**Requirement**
The answer should consist of all the records, copied exactly.

**Study material**
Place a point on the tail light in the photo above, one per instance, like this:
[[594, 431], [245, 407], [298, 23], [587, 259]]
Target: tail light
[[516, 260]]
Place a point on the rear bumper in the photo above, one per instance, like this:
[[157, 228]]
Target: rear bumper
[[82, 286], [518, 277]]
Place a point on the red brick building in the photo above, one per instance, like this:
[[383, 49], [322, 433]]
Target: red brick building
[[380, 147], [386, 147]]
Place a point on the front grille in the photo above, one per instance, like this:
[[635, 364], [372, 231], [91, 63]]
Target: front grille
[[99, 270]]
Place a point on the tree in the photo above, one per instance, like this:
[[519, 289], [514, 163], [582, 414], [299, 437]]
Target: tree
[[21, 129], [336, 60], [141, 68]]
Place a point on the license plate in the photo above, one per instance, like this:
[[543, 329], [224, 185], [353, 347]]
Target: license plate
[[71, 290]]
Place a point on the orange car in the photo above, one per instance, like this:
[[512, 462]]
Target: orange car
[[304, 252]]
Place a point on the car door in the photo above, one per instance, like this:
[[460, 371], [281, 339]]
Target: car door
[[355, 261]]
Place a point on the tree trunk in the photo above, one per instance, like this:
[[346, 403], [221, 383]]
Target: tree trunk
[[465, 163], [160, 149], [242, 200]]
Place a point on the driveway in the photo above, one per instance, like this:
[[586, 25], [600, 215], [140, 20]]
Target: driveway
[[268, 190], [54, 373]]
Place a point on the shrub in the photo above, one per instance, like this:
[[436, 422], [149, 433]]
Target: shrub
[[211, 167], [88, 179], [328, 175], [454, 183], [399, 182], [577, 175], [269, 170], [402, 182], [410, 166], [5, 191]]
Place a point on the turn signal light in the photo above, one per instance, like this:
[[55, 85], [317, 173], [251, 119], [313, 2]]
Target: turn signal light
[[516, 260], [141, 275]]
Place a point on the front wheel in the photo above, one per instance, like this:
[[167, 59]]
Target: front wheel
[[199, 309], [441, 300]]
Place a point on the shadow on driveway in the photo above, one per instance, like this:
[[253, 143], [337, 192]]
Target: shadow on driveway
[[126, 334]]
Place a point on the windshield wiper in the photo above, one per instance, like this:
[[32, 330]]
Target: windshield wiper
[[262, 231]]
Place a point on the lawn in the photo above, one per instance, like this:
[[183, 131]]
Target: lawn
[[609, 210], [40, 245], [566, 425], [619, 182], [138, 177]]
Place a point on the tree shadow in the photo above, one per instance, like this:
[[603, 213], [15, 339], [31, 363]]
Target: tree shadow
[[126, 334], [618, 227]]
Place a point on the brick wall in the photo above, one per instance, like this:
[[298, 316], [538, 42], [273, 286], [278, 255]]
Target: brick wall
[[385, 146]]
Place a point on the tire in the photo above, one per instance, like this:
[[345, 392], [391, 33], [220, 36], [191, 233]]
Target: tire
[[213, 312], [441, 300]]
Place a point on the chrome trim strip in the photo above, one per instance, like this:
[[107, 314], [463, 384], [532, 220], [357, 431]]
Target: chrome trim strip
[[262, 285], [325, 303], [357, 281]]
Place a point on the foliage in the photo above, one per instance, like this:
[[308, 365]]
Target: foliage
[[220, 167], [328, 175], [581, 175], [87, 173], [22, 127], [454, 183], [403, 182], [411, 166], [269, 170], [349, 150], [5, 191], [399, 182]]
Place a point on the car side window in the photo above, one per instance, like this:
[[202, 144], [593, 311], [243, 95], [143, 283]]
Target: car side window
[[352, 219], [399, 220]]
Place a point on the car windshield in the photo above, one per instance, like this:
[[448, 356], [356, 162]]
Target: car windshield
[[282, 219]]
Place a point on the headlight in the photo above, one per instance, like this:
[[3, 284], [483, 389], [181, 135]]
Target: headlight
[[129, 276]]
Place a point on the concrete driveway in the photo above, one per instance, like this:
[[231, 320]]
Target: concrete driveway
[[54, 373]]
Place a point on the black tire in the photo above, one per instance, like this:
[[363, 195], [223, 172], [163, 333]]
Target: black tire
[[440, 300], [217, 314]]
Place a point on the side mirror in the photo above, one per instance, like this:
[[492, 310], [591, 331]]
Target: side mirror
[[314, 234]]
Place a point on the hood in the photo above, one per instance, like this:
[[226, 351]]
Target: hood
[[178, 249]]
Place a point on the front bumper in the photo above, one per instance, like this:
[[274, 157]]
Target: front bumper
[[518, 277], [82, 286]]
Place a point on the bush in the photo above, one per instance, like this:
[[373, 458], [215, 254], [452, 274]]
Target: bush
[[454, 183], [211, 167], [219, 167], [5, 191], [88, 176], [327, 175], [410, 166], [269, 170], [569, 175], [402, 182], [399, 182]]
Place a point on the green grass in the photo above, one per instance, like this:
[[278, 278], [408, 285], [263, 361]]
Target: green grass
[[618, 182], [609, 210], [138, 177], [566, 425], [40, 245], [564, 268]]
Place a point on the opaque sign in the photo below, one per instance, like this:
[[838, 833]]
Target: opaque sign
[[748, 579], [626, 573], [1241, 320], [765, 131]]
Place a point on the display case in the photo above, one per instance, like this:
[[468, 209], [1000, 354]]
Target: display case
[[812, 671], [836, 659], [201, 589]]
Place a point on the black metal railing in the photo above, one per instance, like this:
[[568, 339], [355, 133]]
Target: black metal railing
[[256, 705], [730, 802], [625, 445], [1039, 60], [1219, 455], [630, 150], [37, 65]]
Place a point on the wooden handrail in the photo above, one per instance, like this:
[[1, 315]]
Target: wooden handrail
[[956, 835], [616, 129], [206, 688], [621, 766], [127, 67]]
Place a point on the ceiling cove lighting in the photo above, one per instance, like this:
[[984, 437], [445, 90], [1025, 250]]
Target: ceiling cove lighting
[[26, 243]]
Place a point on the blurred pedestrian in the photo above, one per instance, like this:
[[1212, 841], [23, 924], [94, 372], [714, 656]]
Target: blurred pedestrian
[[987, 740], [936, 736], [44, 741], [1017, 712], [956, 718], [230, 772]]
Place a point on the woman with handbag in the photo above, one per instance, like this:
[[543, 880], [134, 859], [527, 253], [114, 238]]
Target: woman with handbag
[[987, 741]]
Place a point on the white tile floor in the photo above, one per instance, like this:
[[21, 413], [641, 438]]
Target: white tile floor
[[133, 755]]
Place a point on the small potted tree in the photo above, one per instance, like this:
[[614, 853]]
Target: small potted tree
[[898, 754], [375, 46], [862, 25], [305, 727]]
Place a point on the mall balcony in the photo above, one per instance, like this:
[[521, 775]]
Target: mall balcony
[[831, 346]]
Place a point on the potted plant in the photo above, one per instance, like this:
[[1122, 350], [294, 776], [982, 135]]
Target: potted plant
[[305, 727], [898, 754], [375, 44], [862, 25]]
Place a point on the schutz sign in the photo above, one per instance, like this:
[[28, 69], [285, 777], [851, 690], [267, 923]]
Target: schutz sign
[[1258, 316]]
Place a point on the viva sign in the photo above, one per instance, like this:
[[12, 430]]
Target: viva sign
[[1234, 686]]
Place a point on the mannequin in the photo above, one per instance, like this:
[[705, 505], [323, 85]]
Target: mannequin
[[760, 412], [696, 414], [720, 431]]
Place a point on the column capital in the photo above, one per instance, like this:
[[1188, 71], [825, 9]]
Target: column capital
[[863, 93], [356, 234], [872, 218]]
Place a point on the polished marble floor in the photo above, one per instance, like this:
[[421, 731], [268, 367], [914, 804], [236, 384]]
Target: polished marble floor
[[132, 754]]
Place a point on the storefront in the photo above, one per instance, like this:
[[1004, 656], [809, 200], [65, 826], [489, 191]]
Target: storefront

**Response to this exercise**
Place a point on the tail light in the photo above, one per instance, like this:
[[594, 431], [245, 407], [298, 23], [587, 259]]
Target: tail light
[[516, 260]]
Place a point on the rear bumper in the photo above, one per instance, like this:
[[157, 228]]
Target: rear bumper
[[82, 286], [518, 277]]
Place a point on the red brick building in the photo above, one per instance, like this:
[[383, 49], [322, 433]]
Target: red brick building
[[380, 147], [386, 147]]
Place a point on the front grille in the photo above, one per instance, like this:
[[635, 364], [372, 231], [91, 63]]
Target: front grille
[[99, 270]]
Place a point on the tree in the photo above, one per instance, like this:
[[519, 289], [514, 163], [582, 414], [299, 437]]
Target: tree
[[21, 129], [336, 60], [141, 68]]
Place a point on the license plate in the photo above, one per instance, like this:
[[543, 329], [224, 185], [353, 347]]
Target: license plate
[[71, 290]]
Place a point on the orange car in the photo above, one per instance, like this:
[[512, 462]]
Target: orange car
[[304, 252]]
Place a point on the car door in the photo above, one per instance, like this:
[[460, 371], [281, 339]]
Target: car door
[[355, 261]]
Place a point on the tree trunk in the photo above, one per instance, like this:
[[346, 403], [221, 383]]
Target: tree trunk
[[465, 163], [160, 149], [242, 200]]
Place a point on the driveway in the photo above, one per instance, like this:
[[586, 25], [600, 215], [140, 20]]
Target: driveway
[[268, 190], [54, 373]]
Place a point on the shrub in the photo above, one per instance, like this:
[[436, 422], [149, 433]]
Target: shrub
[[211, 167], [88, 179], [328, 175], [454, 183], [399, 182], [577, 175], [269, 170], [402, 182], [410, 166], [5, 191]]
Place a point on the turn signal light in the photo above, one per instance, like this:
[[55, 85], [317, 173], [251, 119], [313, 2]]
Target: turn signal light
[[516, 260], [141, 275]]
Place a point on the front wheel in the photo above, one per instance, like this:
[[167, 59]]
Target: front wheel
[[199, 309], [441, 300]]
Place a point on the shadow on driveway in the photo above, one per instance, like this:
[[253, 143], [337, 192]]
Target: shadow on driveway
[[126, 334]]
Place a point on the windshield wiper in the photo above, one per instance, like this:
[[32, 330]]
Target: windshield wiper
[[262, 231]]
Place a point on the lawn in the photo above, one per instance, like this:
[[183, 131]]
Target: lawn
[[609, 210], [40, 245], [566, 425], [619, 182], [138, 177]]
Place a point on the tree shadow in the photo above, one per instance, like this:
[[603, 213], [15, 339], [31, 363]]
Target: tree shadow
[[126, 334], [618, 227]]
Place a point on the brick wall in the photo above, one per instance, like this:
[[298, 316], [538, 42], [273, 286], [278, 255]]
Target: brick wall
[[385, 146]]
Place a point on the tire in the photo above, one per instance, like this:
[[345, 392], [391, 33], [220, 36], [191, 233]]
Target: tire
[[213, 312], [441, 300]]
Place a point on the chrome trim strip in the photo above, one per instance, like this:
[[107, 314], [463, 384], [532, 220], [357, 431]]
Target: chrome trim strip
[[262, 285], [325, 303], [357, 281]]
Place a point on the foliage in the photo above, one per instance, like this:
[[308, 365]]
Target: foliage
[[220, 167], [328, 175], [581, 175], [87, 173], [22, 127], [454, 183], [403, 182], [411, 166], [269, 170], [349, 150], [5, 191], [399, 182]]
Place a point on the car side window in the photo above, one per instance, like this:
[[202, 144], [593, 311], [243, 95], [143, 283]]
Target: car side window
[[352, 219], [399, 220]]
Place a point on the car windshield in the photo above, one per instance, like this:
[[448, 356], [356, 162]]
Target: car windshield
[[282, 219]]
Place a point on the headlight in the photo above, one per instance, like this:
[[3, 284], [483, 389], [181, 135]]
Target: headlight
[[129, 276]]
Place a point on the concrete driveway in the photo above, one per instance, like this:
[[231, 320]]
Target: concrete driveway
[[54, 373]]
Place a point on the black tire in the photo above, one per instance, like this:
[[363, 195], [223, 172], [163, 333]]
Target: black tire
[[440, 300], [217, 314]]
Place a point on the side mirror in the photo above, one per instance, like this:
[[492, 310], [591, 331]]
Target: side mirror
[[314, 234]]
Place a point on the hood in the photo above, one per instance, like this:
[[226, 351]]
Target: hood
[[178, 249]]
Place a point on the front bumper in the photo above, one per instance, like this:
[[274, 157]]
Target: front bumper
[[518, 277], [82, 286]]
Place a point on the bush in the photo above, one per instance, like this:
[[373, 458], [215, 254], [452, 274]]
Target: bush
[[454, 183], [211, 167], [219, 167], [5, 191], [88, 176], [327, 175], [410, 166], [269, 170], [569, 175], [402, 182], [399, 182]]
Place a point on the green grass in the photo above, one per instance, like this:
[[278, 278], [408, 285], [263, 361]]
Target: green grass
[[618, 182], [609, 210], [138, 177], [566, 425], [40, 245], [564, 268]]
Place a point on the opaque sign in the photo below, one per instance, like this:
[[838, 833]]
Target: opaque sign
[[748, 579], [626, 573], [1241, 320], [765, 131]]
Place a point on the display case in the photo above, one per instance, like this:
[[468, 209], [1000, 354]]
Target: display case
[[812, 671], [836, 659], [201, 589]]
Place a point on the black metal railing in the photo above, one per instance, like this:
[[568, 339], [355, 133]]
Target: black metal railing
[[256, 705], [730, 802], [625, 445], [1039, 60], [1219, 455], [630, 150], [37, 65]]
Place a point on the wooden handrail in the photo above, one per instance, like this:
[[1, 315]]
Target: wooden handrail
[[956, 835], [616, 129], [206, 688], [621, 766], [127, 67]]
Place a point on the ceiling cove lighting in the photo above, one per instance, like this:
[[984, 437], [445, 90], [1025, 250]]
Target: ceiling cove lighting
[[26, 243]]
Place a point on the blurred pedestrian in the photo above, one per instance, like this:
[[1212, 841], [23, 924], [94, 372], [714, 656]]
Target: blurred pedestrian
[[987, 740], [936, 736], [44, 741], [1017, 712], [956, 718], [230, 772]]
Place a point on the woman with handbag in the photo above, one per instance, like this:
[[543, 880], [134, 859], [527, 253], [114, 238]]
Target: woman with handbag
[[987, 741]]
Place a point on the white tile floor in the photo above, one per instance, like this:
[[21, 413], [641, 438]]
Target: white tile floor
[[133, 755]]
Place a point on the small potted tree in the photo above, one per instance, like this:
[[614, 853]]
Target: small potted tree
[[898, 754], [375, 46], [862, 25], [305, 727]]
Place a point on the mall balcony in the photo above, one per instance, like this:
[[521, 775]]
Target: mall balcony
[[831, 346]]
Place a point on the potted plant in the photo above, one per instance, like this:
[[1122, 350], [294, 776], [982, 135]]
Target: potted plant
[[305, 727], [898, 754], [375, 44], [862, 25]]
Place a point on the schutz sign in the photo above, one per instance, like this:
[[28, 69], [285, 777], [851, 690], [267, 923]]
Target: schutz sign
[[1258, 316]]
Place a point on the viva sign in the photo above, one per instance, like this:
[[12, 430]]
Target: viva sign
[[1234, 686]]
Place a point on the mannequin in the photo above, one per instance, like this:
[[705, 505], [323, 85]]
Target: mannequin
[[760, 412], [696, 414], [720, 431]]
Place a point on the column capital in the photo above, one per instance, like this:
[[1188, 71], [825, 9]]
Target: column capital
[[863, 93], [356, 234], [872, 218]]
Place a point on the polished marble floor in the photo above, one per instance, like this:
[[421, 731], [268, 367], [914, 804], [236, 384]]
Target: polished marble floor
[[132, 754]]
Place a point on the storefront in the photo above, one per instance, like this:
[[1004, 656], [809, 200], [65, 826], [489, 191]]
Target: storefront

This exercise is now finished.